▼▼▼
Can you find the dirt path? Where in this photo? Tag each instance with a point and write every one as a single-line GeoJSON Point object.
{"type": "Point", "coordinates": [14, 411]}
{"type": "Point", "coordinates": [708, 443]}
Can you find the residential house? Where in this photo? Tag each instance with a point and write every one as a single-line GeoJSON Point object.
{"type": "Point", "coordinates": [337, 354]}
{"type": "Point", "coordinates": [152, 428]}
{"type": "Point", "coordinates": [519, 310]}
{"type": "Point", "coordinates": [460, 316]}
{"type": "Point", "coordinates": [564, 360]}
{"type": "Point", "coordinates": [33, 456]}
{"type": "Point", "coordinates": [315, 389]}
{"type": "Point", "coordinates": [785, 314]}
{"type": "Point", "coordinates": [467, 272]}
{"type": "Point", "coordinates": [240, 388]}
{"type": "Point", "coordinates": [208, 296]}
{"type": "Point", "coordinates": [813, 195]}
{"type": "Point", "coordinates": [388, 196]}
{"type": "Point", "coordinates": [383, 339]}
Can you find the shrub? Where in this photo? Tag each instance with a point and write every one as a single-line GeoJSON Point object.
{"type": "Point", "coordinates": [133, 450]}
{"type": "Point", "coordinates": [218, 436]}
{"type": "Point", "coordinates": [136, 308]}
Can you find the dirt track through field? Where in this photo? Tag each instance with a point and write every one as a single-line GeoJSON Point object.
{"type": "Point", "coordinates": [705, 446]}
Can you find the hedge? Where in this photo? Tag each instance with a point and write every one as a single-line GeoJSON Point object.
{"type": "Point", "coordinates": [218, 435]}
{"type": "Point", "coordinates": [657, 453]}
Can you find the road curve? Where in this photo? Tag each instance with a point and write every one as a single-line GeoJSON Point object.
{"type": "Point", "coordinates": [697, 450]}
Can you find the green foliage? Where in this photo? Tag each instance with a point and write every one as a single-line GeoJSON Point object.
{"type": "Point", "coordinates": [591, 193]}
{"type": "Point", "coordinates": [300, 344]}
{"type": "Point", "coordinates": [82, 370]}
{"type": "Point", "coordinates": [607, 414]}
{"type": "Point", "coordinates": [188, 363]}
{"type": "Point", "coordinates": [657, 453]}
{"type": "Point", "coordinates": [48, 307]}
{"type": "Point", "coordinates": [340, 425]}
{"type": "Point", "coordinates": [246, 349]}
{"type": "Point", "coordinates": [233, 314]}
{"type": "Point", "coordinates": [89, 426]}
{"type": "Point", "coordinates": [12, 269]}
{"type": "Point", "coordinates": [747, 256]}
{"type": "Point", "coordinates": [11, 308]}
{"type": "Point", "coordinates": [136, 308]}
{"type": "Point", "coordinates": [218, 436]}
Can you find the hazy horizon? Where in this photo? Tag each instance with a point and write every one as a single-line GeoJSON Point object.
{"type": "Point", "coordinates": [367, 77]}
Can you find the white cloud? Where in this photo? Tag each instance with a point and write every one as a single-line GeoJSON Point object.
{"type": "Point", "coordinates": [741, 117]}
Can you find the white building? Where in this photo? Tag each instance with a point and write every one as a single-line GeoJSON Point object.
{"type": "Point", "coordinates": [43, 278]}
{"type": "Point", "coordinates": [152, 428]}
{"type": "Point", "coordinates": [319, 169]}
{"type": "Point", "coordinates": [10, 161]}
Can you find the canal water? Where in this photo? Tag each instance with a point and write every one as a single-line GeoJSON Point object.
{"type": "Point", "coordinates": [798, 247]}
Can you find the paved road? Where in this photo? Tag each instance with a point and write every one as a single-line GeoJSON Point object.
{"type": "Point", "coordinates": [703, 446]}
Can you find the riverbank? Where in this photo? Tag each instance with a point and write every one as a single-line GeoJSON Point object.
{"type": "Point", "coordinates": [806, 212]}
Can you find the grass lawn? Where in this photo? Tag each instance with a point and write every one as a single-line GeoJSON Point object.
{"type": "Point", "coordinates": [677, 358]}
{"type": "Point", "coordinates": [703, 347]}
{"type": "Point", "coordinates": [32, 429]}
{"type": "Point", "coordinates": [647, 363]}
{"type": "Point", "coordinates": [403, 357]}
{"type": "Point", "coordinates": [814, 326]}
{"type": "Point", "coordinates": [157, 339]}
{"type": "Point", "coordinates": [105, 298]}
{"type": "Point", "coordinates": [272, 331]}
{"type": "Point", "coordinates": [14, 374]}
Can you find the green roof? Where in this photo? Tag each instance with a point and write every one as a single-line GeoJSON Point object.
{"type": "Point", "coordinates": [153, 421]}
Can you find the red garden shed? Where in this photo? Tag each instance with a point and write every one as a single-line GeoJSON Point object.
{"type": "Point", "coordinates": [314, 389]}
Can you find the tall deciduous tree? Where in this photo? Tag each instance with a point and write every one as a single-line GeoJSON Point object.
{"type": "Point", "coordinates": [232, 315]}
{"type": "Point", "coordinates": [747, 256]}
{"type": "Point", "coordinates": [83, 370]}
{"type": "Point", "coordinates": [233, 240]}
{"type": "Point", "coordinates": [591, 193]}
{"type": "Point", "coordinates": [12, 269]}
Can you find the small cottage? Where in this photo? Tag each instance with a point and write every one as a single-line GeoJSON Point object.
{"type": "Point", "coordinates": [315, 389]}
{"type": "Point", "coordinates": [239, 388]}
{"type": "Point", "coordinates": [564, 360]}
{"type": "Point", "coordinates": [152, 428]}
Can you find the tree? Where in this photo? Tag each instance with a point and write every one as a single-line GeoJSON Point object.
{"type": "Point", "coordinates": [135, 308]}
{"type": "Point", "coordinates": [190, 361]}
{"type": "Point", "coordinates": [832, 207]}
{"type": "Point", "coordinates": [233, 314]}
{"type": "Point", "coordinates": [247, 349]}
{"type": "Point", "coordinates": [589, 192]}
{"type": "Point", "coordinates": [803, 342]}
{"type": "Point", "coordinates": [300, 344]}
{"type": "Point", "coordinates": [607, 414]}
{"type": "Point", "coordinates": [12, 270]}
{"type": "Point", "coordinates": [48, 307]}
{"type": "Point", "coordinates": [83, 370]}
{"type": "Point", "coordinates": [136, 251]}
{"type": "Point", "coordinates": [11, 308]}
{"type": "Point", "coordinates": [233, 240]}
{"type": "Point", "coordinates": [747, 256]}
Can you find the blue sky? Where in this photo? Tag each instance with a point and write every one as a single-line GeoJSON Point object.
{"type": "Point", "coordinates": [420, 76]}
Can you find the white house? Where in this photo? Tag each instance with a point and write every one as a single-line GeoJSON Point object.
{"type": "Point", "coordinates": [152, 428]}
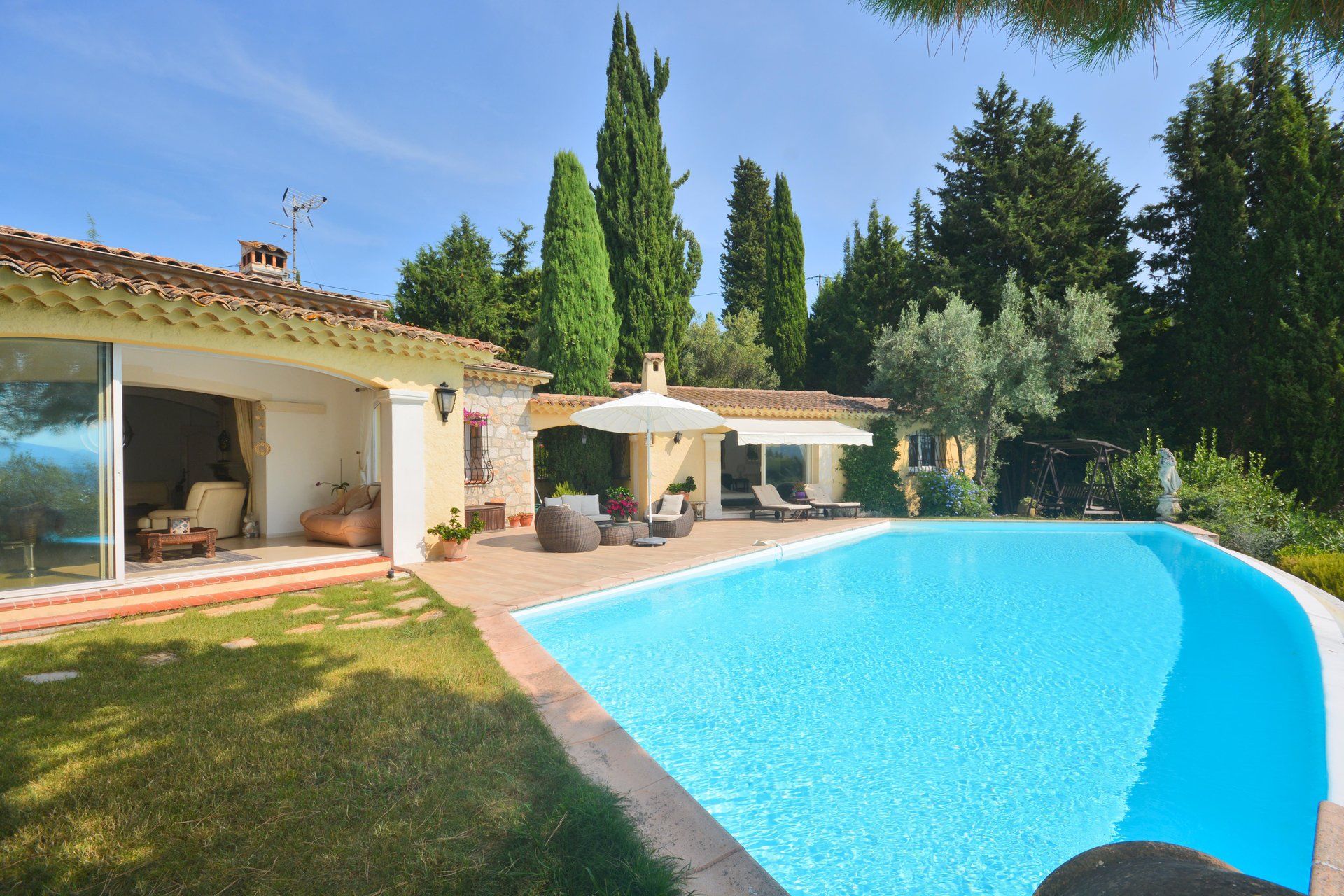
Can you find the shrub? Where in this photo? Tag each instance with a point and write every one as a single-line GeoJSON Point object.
{"type": "Point", "coordinates": [1231, 496]}
{"type": "Point", "coordinates": [870, 472]}
{"type": "Point", "coordinates": [1323, 570]}
{"type": "Point", "coordinates": [577, 456]}
{"type": "Point", "coordinates": [952, 493]}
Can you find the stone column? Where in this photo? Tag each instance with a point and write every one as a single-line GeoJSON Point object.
{"type": "Point", "coordinates": [402, 435]}
{"type": "Point", "coordinates": [713, 476]}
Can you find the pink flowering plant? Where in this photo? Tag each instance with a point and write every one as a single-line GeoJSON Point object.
{"type": "Point", "coordinates": [620, 503]}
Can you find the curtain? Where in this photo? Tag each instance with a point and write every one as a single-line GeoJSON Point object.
{"type": "Point", "coordinates": [369, 440]}
{"type": "Point", "coordinates": [246, 440]}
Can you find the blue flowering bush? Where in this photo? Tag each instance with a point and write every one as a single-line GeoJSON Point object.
{"type": "Point", "coordinates": [952, 493]}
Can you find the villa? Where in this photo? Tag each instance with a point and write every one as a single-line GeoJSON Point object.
{"type": "Point", "coordinates": [140, 387]}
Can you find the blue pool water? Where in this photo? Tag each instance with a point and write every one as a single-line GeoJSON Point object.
{"type": "Point", "coordinates": [958, 708]}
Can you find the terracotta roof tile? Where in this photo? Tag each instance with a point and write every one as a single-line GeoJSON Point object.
{"type": "Point", "coordinates": [70, 261]}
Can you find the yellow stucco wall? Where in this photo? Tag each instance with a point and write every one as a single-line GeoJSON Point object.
{"type": "Point", "coordinates": [673, 463]}
{"type": "Point", "coordinates": [43, 309]}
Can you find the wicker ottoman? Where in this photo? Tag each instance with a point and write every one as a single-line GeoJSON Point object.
{"type": "Point", "coordinates": [622, 533]}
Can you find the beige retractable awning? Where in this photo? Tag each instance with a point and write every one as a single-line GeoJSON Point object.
{"type": "Point", "coordinates": [752, 431]}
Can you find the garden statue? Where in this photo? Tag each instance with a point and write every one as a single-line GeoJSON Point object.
{"type": "Point", "coordinates": [1168, 505]}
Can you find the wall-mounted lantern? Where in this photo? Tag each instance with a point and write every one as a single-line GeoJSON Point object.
{"type": "Point", "coordinates": [447, 399]}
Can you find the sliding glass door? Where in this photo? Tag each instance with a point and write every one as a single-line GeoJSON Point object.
{"type": "Point", "coordinates": [785, 466]}
{"type": "Point", "coordinates": [55, 463]}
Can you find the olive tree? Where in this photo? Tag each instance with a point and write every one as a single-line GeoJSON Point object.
{"type": "Point", "coordinates": [979, 381]}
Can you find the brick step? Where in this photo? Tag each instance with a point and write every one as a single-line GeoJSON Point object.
{"type": "Point", "coordinates": [127, 601]}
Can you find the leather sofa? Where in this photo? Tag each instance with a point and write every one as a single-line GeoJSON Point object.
{"type": "Point", "coordinates": [210, 505]}
{"type": "Point", "coordinates": [354, 519]}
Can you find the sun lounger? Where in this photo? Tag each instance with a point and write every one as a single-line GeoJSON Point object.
{"type": "Point", "coordinates": [771, 503]}
{"type": "Point", "coordinates": [820, 498]}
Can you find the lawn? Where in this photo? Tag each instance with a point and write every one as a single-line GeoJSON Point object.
{"type": "Point", "coordinates": [371, 761]}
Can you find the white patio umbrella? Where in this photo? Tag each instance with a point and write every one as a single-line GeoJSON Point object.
{"type": "Point", "coordinates": [647, 413]}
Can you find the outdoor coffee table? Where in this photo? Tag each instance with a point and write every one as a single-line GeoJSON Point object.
{"type": "Point", "coordinates": [152, 542]}
{"type": "Point", "coordinates": [620, 533]}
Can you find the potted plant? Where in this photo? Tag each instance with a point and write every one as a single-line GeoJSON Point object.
{"type": "Point", "coordinates": [454, 535]}
{"type": "Point", "coordinates": [620, 504]}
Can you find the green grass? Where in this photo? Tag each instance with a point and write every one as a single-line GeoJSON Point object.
{"type": "Point", "coordinates": [387, 761]}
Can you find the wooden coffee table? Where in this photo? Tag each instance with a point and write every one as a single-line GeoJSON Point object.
{"type": "Point", "coordinates": [152, 543]}
{"type": "Point", "coordinates": [620, 533]}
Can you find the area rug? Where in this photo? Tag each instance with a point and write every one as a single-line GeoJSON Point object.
{"type": "Point", "coordinates": [185, 561]}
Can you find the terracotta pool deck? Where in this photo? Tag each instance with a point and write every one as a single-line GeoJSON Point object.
{"type": "Point", "coordinates": [508, 571]}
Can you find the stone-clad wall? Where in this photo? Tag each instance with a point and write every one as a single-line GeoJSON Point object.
{"type": "Point", "coordinates": [510, 447]}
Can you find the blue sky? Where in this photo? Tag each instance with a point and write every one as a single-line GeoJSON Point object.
{"type": "Point", "coordinates": [179, 125]}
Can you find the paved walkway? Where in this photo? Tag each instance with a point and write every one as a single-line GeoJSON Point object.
{"type": "Point", "coordinates": [508, 570]}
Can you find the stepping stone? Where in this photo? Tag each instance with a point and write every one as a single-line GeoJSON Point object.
{"type": "Point", "coordinates": [375, 624]}
{"type": "Point", "coordinates": [156, 620]}
{"type": "Point", "coordinates": [311, 608]}
{"type": "Point", "coordinates": [251, 606]}
{"type": "Point", "coordinates": [43, 678]}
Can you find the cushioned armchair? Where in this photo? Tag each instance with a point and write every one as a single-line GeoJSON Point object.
{"type": "Point", "coordinates": [210, 505]}
{"type": "Point", "coordinates": [562, 530]}
{"type": "Point", "coordinates": [672, 517]}
{"type": "Point", "coordinates": [355, 519]}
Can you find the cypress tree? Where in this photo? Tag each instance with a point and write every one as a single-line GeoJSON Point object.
{"type": "Point", "coordinates": [870, 290]}
{"type": "Point", "coordinates": [784, 317]}
{"type": "Point", "coordinates": [577, 326]}
{"type": "Point", "coordinates": [655, 260]}
{"type": "Point", "coordinates": [1296, 356]}
{"type": "Point", "coordinates": [742, 264]}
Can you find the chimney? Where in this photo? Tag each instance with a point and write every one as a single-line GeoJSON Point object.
{"type": "Point", "coordinates": [264, 260]}
{"type": "Point", "coordinates": [655, 377]}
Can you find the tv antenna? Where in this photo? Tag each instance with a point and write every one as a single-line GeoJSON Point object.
{"type": "Point", "coordinates": [298, 207]}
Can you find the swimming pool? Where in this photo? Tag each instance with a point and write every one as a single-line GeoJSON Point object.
▲▲▲
### Task details
Reproduce the data above verbatim, from the line containing "Can you find the chimney?" down through the final line, both included.

### The reply
Can you find the chimney? Where in this photo? Tag each instance with a point and write every one as a single-line GeoJSON Point object.
{"type": "Point", "coordinates": [264, 260]}
{"type": "Point", "coordinates": [655, 377]}
Can you find the tv antenna? Where in this photo? Tag each instance with a point and write every one as a single-line GeoJSON Point object.
{"type": "Point", "coordinates": [298, 207]}
Can you find the swimming pool? Where in this photo? Tag each instance with a point and write every one as a single-line GeoJSON Point object.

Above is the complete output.